_Compito A_
Secondo il brano su Paul Horner, in che anno era stato arrestato per possesso di droghe?
_Compito B_
Prosegui il brano su Paul Horner dopo l'ultima frase riportata.
━━ Brano citato
Paul Horner, il famoso “re delle bufale”, è morto a 38 anni mentre dormiva nella propria casa di Laveen, in Arizona. Secondo gli inquirenti, le cause del decesso sarebbero collegate all’abuso di droghe e farmaci. La notizia è stata diffusa dal fratello JJ con un post su Facebook: un portavoce dell'ufficio dello sceriffo di Maricopa County ha affermato di non sapere se Horner avesse smesso di assumere sostanze, ma che comunque la sua storia di abusi farmacologici potrebbe avere causato complicazioni fatali. Nel 2011, Paul era stato arrestato per possesso di un grosso quantitativo di droghe, tra cui eroina e ketamina.

Un “bufalaro” di professione

Appassionato di politica sin da piccolo, Paul Horner aveva cominciato disegnando vignette satiriche. Ben presto, però, si era lasciato prendere la mano diventando così un “bufalaro” di professione. La tecnica era ormai consolidata: Horner si preoccupava che il titolo e le prime righe dei suoi articoli fossero sempre plausibili, così come le immagini utilizzate.
━━━━
━━ Dati forniti
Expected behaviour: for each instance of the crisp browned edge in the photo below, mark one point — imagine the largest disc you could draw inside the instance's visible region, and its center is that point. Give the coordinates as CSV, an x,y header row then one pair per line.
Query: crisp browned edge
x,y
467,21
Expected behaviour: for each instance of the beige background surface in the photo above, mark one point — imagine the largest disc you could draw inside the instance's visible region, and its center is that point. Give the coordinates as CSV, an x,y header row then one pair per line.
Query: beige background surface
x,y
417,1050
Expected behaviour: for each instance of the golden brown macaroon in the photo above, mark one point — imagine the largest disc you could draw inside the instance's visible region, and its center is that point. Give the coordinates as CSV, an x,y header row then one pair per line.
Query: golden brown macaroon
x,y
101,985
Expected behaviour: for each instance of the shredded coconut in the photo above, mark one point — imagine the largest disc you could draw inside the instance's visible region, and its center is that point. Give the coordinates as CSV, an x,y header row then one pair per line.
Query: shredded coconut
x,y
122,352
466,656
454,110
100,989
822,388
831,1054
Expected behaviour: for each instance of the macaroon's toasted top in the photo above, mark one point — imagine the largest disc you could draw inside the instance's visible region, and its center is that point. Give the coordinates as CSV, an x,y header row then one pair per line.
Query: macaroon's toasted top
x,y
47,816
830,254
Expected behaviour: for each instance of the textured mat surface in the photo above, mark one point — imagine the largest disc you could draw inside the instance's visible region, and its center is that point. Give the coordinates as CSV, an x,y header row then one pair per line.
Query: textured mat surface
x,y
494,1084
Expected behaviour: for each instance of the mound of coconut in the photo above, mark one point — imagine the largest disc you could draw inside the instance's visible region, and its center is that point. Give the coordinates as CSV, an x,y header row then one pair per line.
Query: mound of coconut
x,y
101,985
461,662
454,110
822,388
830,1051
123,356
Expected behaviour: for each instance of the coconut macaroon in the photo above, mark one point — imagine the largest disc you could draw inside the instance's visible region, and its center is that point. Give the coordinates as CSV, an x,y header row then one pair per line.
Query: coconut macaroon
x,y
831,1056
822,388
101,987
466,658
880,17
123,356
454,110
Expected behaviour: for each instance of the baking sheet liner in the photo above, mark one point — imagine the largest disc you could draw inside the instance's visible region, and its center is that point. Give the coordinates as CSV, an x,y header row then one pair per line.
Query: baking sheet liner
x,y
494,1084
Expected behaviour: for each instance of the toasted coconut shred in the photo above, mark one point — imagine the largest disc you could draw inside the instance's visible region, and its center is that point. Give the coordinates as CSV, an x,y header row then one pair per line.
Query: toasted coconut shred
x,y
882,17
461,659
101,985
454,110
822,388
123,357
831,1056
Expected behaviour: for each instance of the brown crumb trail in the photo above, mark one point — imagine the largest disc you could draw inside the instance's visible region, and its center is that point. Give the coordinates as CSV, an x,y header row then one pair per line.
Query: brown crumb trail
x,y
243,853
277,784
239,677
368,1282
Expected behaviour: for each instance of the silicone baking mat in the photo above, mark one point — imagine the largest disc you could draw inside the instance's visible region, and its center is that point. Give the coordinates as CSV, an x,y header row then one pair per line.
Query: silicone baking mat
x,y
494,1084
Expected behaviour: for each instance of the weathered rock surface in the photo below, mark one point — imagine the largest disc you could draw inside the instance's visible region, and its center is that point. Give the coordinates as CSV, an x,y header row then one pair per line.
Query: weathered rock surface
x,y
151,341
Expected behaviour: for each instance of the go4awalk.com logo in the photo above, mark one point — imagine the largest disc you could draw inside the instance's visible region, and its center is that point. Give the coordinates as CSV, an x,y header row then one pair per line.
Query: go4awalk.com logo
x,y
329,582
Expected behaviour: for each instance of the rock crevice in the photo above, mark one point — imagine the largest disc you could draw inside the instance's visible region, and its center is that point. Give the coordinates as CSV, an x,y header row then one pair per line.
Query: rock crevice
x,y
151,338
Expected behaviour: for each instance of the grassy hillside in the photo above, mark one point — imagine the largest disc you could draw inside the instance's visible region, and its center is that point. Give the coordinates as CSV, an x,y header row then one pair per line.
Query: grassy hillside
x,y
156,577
━━━━
_Risultato A_
Nel 2011.

_Risultato B_
Millantò più volte di essere l’artista Banksy, per esempio. Inoltre diffuse la falsa notizia dell’apertura, da parte di Obama, di un “museo della cultura islamica”. Una serie di invenzioni che, grazie ad un abile gioco di condivisioni online, sono spesso diventate virali, permettendo a Horner di guadagnare circa 10mila dollari al mese tramite Google Adsense.

Il ruolo nell’elezione di Trump

Bufale paradossali, ma scritte in modo talmente plausibile da sembrare vere, tanto da ingannare persino testate come Fox News, che in più di un caso le hanno rilanciate in assoluta buona fede. Così come Corey Lewandowski, curatore della campagna elettorale di Donald Trump, che condivise su Twitter la sua bufala dei manifestanti pagati da George Soros per scendere in piazza contro il presidente americano.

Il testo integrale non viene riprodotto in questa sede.